··· Study text

Schwalbe and Sperber spent the majority of their careers on Germany's colonial stations, where they policed the colonies, suppressed unrest, and showed the flag. Both ships were initially called to German East Africa to help put down the Abushiri Revolt in 1889-1890. Schwalbe remained in the colony after the rebellion was suppressed, but Sperber left for the South Seas Station in German New Guinea. In mid-1893, Schwalbe was recalled to Germany for a major overhaul, and Sperber was similarly ordered to return at the end of the year, but while en route she was sent to German Southwest Africa instead. Sperber finally returned to Germany in late 1897 for her overhaul, which was completed the following year. Both ships were decommissioned after their overhauls were finished.

In April 1898, Schwalbe was recommissioned for another tour abroad. She first returned to German East Africa, where the Second Boer War threatened regional stability; British warships began seizing German vessels suspected of carrying contraband to the Boers. This created a major diplomatic incident and Schwalbe was sent to protect German shipping in the area. The outbreak of the Boxer Rebellion in Qing China in 1900 proved to be more pressing, and so Schwalbe was sent to join the Eight Nation Alliance that had formed to crush the Boxers. During her deployment to China, she helped blockade the Yangtze and sent landing parties ashore to control unrest in Ningbo. In mid-1902, she was recalled to Germany for a second time, was overhauled, and was again decommissioned.

······
··· Records shown

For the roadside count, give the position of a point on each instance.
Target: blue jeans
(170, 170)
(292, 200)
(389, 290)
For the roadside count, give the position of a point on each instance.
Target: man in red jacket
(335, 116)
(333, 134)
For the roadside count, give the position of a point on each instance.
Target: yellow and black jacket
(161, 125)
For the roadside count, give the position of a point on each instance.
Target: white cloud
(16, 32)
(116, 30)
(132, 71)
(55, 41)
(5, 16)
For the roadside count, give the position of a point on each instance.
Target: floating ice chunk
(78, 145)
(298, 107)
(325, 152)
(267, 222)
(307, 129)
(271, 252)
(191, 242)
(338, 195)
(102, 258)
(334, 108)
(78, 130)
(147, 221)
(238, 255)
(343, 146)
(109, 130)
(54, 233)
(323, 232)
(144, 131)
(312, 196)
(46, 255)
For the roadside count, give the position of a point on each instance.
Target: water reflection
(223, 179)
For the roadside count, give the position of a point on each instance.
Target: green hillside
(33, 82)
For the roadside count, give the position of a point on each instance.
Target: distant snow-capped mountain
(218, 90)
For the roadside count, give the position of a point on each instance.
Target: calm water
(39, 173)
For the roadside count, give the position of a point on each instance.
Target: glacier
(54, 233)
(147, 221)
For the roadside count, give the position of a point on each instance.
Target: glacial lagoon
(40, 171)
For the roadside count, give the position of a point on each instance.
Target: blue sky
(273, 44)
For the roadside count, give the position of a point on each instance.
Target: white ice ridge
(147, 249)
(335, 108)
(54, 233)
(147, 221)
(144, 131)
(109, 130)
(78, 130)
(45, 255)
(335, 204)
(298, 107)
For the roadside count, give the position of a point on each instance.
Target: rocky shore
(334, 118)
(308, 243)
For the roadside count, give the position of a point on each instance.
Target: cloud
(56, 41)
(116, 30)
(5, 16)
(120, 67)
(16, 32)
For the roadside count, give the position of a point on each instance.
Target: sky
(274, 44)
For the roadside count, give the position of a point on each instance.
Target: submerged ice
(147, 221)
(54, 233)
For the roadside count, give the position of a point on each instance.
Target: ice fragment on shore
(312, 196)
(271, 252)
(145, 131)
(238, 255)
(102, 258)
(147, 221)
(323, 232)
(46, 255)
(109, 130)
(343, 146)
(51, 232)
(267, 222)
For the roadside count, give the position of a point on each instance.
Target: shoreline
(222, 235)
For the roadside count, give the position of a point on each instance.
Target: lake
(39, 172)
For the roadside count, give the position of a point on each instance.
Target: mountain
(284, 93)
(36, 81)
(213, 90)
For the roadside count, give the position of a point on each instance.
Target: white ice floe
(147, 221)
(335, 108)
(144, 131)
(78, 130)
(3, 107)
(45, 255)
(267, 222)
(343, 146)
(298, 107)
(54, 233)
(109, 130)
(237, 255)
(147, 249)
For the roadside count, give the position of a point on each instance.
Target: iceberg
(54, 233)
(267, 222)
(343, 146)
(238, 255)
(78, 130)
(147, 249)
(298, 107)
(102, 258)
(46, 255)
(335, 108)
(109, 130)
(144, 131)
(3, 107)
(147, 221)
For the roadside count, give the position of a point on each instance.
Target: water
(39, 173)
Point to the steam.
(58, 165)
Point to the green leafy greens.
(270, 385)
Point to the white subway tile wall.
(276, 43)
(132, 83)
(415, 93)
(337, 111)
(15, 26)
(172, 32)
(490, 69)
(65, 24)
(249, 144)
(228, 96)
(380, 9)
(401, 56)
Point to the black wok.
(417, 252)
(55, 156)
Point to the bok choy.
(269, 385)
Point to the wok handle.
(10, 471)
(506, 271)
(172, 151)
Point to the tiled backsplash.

······

## Directions
Continue the passage on the ships Schwalbe and Sperber, picking up after its final sentence.

## Response area
Sperber meanwhile had been reactivated in December 1902 in response to the Venezuelan crisis of 1902–1903; she was sent there in January 1903, though by the time she arrived the crisis had subsided and she was no longer necessary. She was therefore transferred first to German East Africa, where she remained only briefly before being moved again, this time to the East Asia Squadron. She served in the unit from late 1903 to early 1905, when she was reassigned to German Southwest Africa. She returned to Germany in early 1911 and was decommissioned in July. In October 1911 Schwalbe was recommissioned for use as a special purposes ship. Initially, she was to be a survey ship, but the Navy instead decided to use her to replace the old aviso as a training ship. Sperber was stricken from the naval register in 1912 and used as a target ship through World War I. Schwalbe continued on as a training ship during the war until 1918, when she too was employed as a gunnery training target. Both ships were sold for scrapping in August 1920 and were broken up in 1922 in Hamburg.